◆ Stated goal
Copy every row that follows, character for character.

A set of rows
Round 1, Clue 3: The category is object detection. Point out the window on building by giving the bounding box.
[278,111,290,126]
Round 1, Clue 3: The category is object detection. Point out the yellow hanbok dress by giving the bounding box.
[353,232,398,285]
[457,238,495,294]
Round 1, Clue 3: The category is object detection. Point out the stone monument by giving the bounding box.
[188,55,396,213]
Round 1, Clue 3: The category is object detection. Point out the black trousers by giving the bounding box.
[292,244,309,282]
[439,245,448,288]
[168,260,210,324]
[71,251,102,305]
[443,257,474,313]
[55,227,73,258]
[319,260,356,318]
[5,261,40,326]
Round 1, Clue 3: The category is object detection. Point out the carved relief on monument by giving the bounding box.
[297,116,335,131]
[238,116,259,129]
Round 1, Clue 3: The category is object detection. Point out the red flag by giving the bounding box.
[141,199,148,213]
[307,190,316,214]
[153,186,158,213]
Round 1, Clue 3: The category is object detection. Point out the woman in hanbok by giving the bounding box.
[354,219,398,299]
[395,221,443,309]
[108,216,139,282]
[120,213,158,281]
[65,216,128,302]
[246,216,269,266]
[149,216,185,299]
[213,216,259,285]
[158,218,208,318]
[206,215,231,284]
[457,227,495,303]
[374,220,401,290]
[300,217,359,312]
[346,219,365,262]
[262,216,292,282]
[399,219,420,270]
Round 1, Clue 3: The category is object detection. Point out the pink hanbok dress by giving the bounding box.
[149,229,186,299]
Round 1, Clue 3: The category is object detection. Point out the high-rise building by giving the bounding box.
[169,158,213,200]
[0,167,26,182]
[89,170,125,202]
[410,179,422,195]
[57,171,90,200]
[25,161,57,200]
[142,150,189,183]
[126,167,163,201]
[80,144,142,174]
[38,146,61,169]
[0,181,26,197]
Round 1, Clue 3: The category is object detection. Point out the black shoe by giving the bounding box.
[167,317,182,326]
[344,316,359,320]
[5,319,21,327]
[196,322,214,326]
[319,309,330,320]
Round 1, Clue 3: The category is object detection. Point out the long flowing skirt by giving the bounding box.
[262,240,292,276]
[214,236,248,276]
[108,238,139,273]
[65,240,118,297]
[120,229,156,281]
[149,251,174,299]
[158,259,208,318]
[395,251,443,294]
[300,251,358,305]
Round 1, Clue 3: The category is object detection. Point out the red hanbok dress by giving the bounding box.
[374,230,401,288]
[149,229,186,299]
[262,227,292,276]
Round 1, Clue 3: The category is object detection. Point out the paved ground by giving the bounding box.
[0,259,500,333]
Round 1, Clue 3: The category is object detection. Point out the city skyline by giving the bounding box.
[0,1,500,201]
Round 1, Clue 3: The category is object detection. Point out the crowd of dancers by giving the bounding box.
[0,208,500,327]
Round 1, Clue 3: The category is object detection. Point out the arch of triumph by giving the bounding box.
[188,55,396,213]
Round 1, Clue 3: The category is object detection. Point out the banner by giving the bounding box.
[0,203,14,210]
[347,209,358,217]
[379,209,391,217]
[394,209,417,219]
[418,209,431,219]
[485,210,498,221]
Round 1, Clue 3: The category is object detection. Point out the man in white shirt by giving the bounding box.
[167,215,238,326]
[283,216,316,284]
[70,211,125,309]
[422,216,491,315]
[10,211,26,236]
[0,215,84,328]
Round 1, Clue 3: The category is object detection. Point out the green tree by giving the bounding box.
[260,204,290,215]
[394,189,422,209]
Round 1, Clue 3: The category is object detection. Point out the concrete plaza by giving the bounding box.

◆ Exercise output
Round 1, Clue 3: The category is object detection. Point out the window on building by giving the bounding box.
[278,111,290,126]
Round 1, Clue 3: The category is object detection. Point out the yellow hanbok dress by giving the bounding box.
[353,232,398,285]
[457,238,495,294]
Round 1, Clue 3: The category is object detection. Point out the stone monument by giving the bounding box.
[188,55,396,213]
Round 1, Clue 3: The category is object detection. Point out the black trousers by giving the bounding box.
[292,244,309,282]
[439,245,448,288]
[168,260,210,324]
[71,251,102,305]
[443,257,474,313]
[55,227,73,258]
[319,260,356,318]
[5,261,40,326]
Round 1, Clue 3: The category is object detection. Point out the carved relief on monument by giving the bounding box.
[297,116,335,131]
[238,116,259,129]
Round 1, Clue 3: The category is object detection. Point out the red flag by giving the bounding box.
[141,199,148,213]
[307,190,316,214]
[153,186,158,213]
Round 1, Clue 3: The category is object detection. Point out the woman in hanbok by giving the bounding box.
[354,219,398,299]
[395,221,443,309]
[108,216,139,282]
[120,213,158,281]
[65,216,128,302]
[246,216,269,266]
[149,216,185,299]
[213,216,259,285]
[158,218,208,318]
[206,215,231,284]
[457,227,495,303]
[374,220,401,290]
[300,217,359,312]
[346,219,365,262]
[262,216,292,282]
[399,219,420,270]
Round 1, Clue 3: The category is object detection. Point out the pink hanbok dress by giving the bounding box.
[149,229,186,299]
Round 1, Clue 3: The category is object detection. Point out the high-rise building by giving the bounding box.
[169,158,213,200]
[0,167,26,182]
[89,170,125,202]
[410,179,422,195]
[57,171,90,200]
[25,161,57,200]
[142,150,189,183]
[126,167,163,201]
[80,144,142,174]
[38,146,61,169]
[0,181,26,197]
Round 1, Clue 3: The category is object detection. Point out the black shoe by giving the bounding box.
[167,317,182,326]
[344,316,359,320]
[5,319,21,327]
[196,322,214,326]
[319,309,330,320]
Round 1, Clue 3: The category is object detection. Point out the long flowing skirt by giving the bounding box.
[262,240,292,276]
[214,236,248,276]
[108,238,139,273]
[65,240,118,297]
[120,229,156,281]
[149,251,174,299]
[158,259,208,318]
[395,251,443,294]
[300,251,358,305]
Round 1, Clue 3: The category is object detection. Point out the red hanbok dress by giving the bounding box.
[374,230,401,288]
[149,229,186,299]
[262,227,292,276]
Round 1, Clue 3: The category is object detection. Point out the paved ground by giving the bounding box.
[0,259,500,333]
Round 1, Clue 3: The category is object detection. Point out the city skyline by giving the bounding box.
[0,1,500,201]
Round 1, Clue 3: The category is object detection. Point out the crowd of dancers by giving the bounding box.
[0,208,500,327]
Round 1, Clue 3: The category is object detection. Point out the arch of triumph by giving the bounding box.
[188,55,396,213]
Round 1, Clue 3: The category is object detection. Point out the banner by giving the bounding box.
[0,203,14,210]
[347,209,358,217]
[379,209,391,217]
[394,209,417,219]
[418,209,431,219]
[485,210,498,221]
Round 1, Clue 3: The category is object detection. Point out the man in white shirt by giving the bounding box.
[167,215,238,326]
[283,216,316,284]
[70,211,125,309]
[422,216,491,315]
[10,211,26,236]
[0,215,84,328]
Round 1, Clue 3: The category is object detection. Point out the green tree by giving the bounding box.
[260,204,290,215]
[394,189,422,209]
Round 1, Clue 3: The category is object detection. Point out the concrete plaza by giving the bounding box.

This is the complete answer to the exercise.